YOUR INSTRUCTIONS:
Give as output the line that contains "Query: glass sliding door", followed by every remaining line of the entries, unchanged and with nothing added.

TASK INPUT:
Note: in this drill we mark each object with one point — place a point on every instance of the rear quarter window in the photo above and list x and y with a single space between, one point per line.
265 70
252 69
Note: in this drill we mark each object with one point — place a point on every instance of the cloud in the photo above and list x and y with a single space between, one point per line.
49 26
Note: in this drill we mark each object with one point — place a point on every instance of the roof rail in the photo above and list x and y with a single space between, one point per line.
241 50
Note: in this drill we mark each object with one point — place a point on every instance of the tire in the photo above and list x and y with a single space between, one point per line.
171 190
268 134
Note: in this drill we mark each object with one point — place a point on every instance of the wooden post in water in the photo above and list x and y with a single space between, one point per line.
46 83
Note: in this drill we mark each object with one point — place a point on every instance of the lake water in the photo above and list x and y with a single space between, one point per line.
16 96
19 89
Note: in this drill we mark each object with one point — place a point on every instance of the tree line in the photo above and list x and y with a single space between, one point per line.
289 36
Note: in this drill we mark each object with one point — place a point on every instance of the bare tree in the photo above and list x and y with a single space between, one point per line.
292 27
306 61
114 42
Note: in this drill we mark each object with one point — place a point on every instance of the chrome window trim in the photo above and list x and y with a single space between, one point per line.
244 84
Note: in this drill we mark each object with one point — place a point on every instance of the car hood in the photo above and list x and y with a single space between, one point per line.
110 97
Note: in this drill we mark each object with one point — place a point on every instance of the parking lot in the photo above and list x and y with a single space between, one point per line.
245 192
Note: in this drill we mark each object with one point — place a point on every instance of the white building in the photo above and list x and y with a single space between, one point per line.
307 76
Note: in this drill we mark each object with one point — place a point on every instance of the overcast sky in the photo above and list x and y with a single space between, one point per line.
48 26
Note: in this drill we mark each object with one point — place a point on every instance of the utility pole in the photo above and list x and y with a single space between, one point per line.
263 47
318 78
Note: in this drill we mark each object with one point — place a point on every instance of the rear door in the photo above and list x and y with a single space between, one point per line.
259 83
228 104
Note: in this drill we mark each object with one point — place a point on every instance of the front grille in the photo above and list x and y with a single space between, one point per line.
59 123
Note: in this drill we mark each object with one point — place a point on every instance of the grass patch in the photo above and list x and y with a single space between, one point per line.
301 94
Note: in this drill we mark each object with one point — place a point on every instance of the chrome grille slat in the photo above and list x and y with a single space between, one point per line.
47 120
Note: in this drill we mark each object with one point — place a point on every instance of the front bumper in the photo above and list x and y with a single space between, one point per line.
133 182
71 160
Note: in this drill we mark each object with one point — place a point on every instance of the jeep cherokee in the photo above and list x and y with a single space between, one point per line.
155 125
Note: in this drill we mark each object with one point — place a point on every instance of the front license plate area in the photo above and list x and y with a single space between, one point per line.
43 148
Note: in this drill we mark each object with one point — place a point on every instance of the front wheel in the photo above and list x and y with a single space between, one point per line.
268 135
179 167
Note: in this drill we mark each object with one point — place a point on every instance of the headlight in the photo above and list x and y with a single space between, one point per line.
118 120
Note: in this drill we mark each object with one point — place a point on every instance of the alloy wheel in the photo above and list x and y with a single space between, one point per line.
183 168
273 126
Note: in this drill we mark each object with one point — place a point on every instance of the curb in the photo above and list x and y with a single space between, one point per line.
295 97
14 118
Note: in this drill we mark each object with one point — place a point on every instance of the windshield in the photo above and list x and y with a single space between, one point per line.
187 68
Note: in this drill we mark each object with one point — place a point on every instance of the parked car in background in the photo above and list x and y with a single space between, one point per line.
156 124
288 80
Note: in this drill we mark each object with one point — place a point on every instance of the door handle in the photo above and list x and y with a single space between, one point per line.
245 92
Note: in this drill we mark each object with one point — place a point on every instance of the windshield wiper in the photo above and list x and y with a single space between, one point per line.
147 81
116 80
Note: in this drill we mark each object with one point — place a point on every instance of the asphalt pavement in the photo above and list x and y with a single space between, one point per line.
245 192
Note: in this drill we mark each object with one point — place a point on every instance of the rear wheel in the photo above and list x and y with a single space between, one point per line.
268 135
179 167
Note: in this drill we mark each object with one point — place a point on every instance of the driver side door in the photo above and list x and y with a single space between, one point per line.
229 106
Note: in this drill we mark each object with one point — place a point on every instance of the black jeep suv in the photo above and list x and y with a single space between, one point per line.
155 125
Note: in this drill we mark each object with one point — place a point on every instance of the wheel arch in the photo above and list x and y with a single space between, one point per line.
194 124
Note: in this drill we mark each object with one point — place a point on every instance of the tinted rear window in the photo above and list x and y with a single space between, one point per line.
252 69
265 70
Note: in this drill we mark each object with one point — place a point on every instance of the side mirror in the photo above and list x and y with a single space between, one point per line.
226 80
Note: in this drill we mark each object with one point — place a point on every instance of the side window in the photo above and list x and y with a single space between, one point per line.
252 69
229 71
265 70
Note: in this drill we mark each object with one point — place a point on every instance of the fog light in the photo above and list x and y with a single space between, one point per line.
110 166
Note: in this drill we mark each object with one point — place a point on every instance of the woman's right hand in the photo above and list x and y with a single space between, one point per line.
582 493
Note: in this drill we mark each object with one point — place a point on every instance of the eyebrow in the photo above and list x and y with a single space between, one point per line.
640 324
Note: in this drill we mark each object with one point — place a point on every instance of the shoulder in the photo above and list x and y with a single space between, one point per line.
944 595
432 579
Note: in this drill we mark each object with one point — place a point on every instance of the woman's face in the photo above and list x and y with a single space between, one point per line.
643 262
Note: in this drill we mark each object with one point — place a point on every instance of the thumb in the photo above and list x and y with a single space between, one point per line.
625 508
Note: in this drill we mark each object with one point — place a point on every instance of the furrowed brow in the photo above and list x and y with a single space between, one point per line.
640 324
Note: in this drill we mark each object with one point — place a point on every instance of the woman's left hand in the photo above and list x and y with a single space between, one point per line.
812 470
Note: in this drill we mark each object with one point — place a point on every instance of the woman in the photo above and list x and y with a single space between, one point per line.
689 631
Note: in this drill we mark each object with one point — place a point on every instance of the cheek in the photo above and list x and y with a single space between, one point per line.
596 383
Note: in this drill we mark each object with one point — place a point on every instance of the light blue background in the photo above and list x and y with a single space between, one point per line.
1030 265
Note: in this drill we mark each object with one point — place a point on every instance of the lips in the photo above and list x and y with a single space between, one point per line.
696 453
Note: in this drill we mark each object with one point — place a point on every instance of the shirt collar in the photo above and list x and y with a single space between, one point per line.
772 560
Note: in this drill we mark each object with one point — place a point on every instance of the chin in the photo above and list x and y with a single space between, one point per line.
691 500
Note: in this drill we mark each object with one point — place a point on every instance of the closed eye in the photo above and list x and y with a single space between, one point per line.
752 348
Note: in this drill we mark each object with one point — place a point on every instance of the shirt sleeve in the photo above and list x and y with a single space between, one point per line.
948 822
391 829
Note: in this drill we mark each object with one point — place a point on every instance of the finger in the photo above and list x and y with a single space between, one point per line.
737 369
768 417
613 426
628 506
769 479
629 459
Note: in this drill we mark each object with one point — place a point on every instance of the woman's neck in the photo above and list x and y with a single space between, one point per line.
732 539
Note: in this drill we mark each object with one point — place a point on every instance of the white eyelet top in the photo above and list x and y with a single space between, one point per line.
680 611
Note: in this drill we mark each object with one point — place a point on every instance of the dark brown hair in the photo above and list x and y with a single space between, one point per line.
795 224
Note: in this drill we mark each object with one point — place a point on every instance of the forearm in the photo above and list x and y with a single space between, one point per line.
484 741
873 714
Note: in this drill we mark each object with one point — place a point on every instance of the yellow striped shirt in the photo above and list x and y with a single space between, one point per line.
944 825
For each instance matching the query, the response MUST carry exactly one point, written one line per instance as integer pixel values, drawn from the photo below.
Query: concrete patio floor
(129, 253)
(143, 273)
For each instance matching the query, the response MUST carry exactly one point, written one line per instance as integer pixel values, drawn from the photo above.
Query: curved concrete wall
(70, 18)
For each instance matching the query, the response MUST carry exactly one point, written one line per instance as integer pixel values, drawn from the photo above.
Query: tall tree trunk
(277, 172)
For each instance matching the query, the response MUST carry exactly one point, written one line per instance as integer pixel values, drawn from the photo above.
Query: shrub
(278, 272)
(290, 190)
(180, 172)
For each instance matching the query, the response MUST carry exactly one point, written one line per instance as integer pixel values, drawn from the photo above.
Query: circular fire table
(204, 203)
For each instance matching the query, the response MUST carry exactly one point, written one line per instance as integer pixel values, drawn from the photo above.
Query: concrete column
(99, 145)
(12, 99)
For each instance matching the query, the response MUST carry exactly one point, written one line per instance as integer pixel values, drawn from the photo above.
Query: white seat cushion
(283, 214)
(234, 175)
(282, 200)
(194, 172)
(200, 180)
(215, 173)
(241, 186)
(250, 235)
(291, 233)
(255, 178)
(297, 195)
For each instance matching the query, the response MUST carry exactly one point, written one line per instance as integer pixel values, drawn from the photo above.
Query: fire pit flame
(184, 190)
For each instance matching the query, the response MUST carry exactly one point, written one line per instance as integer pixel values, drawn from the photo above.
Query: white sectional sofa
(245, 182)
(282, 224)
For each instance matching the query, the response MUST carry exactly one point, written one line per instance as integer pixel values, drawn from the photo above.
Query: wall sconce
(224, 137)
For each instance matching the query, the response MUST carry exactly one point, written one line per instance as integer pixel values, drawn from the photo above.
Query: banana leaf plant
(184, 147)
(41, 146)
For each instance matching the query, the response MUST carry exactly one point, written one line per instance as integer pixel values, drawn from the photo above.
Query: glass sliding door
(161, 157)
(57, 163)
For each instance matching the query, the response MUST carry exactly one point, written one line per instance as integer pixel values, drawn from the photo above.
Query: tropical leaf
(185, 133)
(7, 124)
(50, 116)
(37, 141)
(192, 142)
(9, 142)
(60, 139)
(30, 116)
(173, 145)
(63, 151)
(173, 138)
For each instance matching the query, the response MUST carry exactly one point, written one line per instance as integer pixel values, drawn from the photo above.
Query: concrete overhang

FINISHED TASK:
Query: glass sliding door
(161, 157)
(57, 163)
For each instance matching the query, the response MUST carry exactly one point, written one line per instance as integer pixel values, drawn from the photo above.
Query: tropical leaf
(185, 133)
(7, 124)
(50, 116)
(37, 141)
(192, 142)
(9, 142)
(60, 139)
(30, 116)
(173, 145)
(63, 151)
(173, 138)
For each instance matching the query, the response MUST carry exactly one point, written one line per instance as integer pixel values, drawn from the photo above.
Query: concrete overhang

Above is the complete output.